> [WRITTEN PROBLEM]: Write the next part of the MCP server health checks documentation, starting right after its last line.

> [TEXT PROVIDED]:
-*-*-

MCP Server Health Checks¶
The AI Ops app includes automated health check monitoring for MCP (Model Context Protocol) servers to ensure reliable agent operations.
Overview¶
Health checks automatically verify the operational status of HTTP MCP servers by periodically querying their health endpoints. Servers that fail health checks are automatically marked as "Unhealthy" and excluded from agent operations until they recover.
Features¶
- Automated Scheduling: Health checks run every minute (configurable)
- Intelligent Retry Logic: Status changes require verification to prevent false positives
- Parallel Execution: Multiple servers checked simultaneously for efficiency
- Cache Invalidation: MCP client cache automatically cleared when server statuses change
- Selective Checking: Skips servers with "Vulnerable" status or "stdio" protocol
Health Check Process¶
Basic Flow¶
- Query: Fetch all HTTP MCP servers (excluding "Vulnerable" status)

-*-*-

> [PROVIDED DATA]:
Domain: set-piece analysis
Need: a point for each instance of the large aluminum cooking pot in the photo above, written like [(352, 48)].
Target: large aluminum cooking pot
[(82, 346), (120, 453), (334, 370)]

-*-*-

> [RIGHT ANSWER]:
- Check: Send HTTP GET request to each server's health endpoint
- Evaluate: HTTP 200 response = Healthy, otherwise = Unhealthy
- Update: Change server status if needed (with verification)
- Invalidate: Clear MCP client cache if any status changed
Retry Logic¶
To prevent false positives from temporary network issues, the health check uses a verification process before changing server status:
No Retry Scenarios (Status matches check result): - Server status is "Healthy" AND health check passes → No change needed - Server status is "Unhealthy" AND health check fails → No change needed
Verification Required (Status differs from check result): 1. Initial health check indicates status should change 2. Wait 5 seconds, perform verification check #1 3. Wait 5 seconds, perform verification check #2 4. Evaluate all 3 checks (initial + 2 verifications) 5. If 2 out of 3 checks confirm the new status, flip the status 6. Otherwise, keep current status
Example: If a "Healthy" server fails the initial check: - Wait 5s → Check again - Wait 5s → Check again - If 2 out of 3 checks failed → Mark as "Unhealthy" - If only 1 out of 3 checks failed → Keep "Healthy"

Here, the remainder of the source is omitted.